Data records
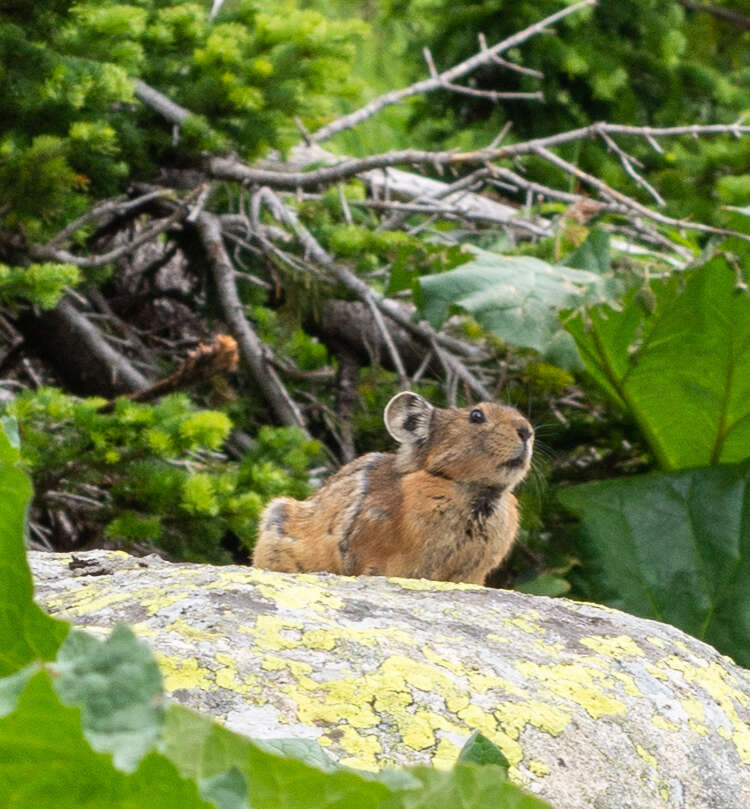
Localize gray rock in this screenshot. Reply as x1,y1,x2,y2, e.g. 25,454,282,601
30,551,750,809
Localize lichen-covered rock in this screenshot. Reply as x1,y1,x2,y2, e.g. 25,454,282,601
30,551,750,809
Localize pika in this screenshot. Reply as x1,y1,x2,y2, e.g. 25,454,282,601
253,391,534,584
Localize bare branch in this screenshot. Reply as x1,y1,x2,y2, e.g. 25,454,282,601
46,189,170,247
534,146,750,241
602,132,666,207
206,123,750,190
257,183,491,399
310,0,596,143
55,298,149,390
677,0,750,31
29,188,201,269
365,297,409,390
133,79,192,125
196,211,308,435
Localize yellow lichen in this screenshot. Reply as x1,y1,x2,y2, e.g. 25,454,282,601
318,725,383,770
432,738,461,770
495,699,572,739
610,671,643,697
531,639,565,657
154,652,214,692
214,652,259,694
516,661,626,719
165,618,224,641
664,655,750,764
646,635,665,649
141,590,190,617
651,713,680,732
388,576,483,590
503,615,544,635
635,744,658,770
526,759,551,777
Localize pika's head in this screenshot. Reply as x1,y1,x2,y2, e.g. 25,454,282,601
384,391,534,489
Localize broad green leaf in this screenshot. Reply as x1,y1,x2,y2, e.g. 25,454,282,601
200,767,250,809
0,424,68,677
0,672,213,809
565,228,612,275
52,625,164,771
0,416,21,466
382,764,550,809
559,462,750,666
514,572,570,597
163,705,549,809
567,256,750,469
419,248,607,368
458,730,510,773
253,739,341,772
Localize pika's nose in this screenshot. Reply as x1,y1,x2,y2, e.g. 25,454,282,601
516,424,534,444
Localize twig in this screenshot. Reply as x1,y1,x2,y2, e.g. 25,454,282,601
256,188,496,398
55,298,149,390
206,123,750,190
195,211,309,435
133,79,192,125
310,0,596,143
534,146,750,241
365,296,409,390
677,0,750,30
601,132,666,207
477,33,544,79
29,189,201,269
46,189,170,247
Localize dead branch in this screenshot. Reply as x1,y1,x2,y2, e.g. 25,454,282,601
101,334,239,413
29,187,202,269
256,188,500,399
44,298,149,391
310,0,596,143
45,189,169,247
677,0,750,31
133,79,192,125
195,211,308,435
206,123,750,190
534,146,750,241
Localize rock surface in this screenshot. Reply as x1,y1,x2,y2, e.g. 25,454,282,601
29,551,750,809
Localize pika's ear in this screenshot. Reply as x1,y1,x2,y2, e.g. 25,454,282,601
383,390,435,444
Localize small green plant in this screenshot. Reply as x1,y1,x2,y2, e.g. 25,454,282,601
6,388,319,561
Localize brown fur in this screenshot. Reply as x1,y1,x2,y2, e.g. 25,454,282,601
254,392,534,584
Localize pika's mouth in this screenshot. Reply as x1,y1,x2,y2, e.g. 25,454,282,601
502,446,529,469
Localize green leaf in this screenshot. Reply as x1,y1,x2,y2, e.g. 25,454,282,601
567,256,750,469
559,462,750,666
0,416,21,466
200,767,250,809
514,572,570,597
419,248,607,367
53,625,164,771
565,228,612,275
458,730,510,774
382,764,550,809
163,705,549,809
0,430,69,676
0,672,213,809
253,739,341,772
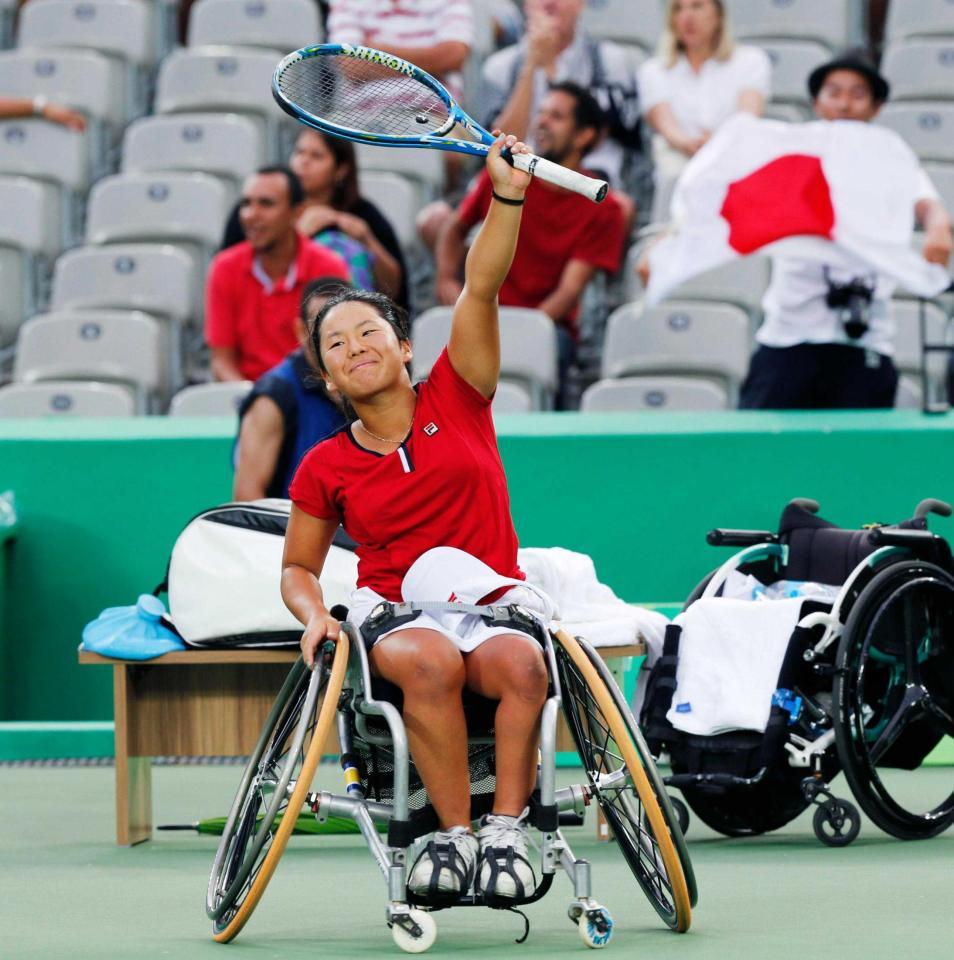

__PROMPT__:
Find each line in the rows above that contains the string "rock" and copy those lines. Case counts.

__THE COMPLETED TASK__:
Localize gray rock in this screenshot. Reply as x1,y1,x2,y2, e.g. 25,454,282,601
Localize lichen-covered rock in this screenshot. Reply as x1,y1,x2,y2, e.g. 25,454,282,601
Localize rock surface in this screenshot. Reply as x1,y1,x2,y2, e.g. 25,454,282,601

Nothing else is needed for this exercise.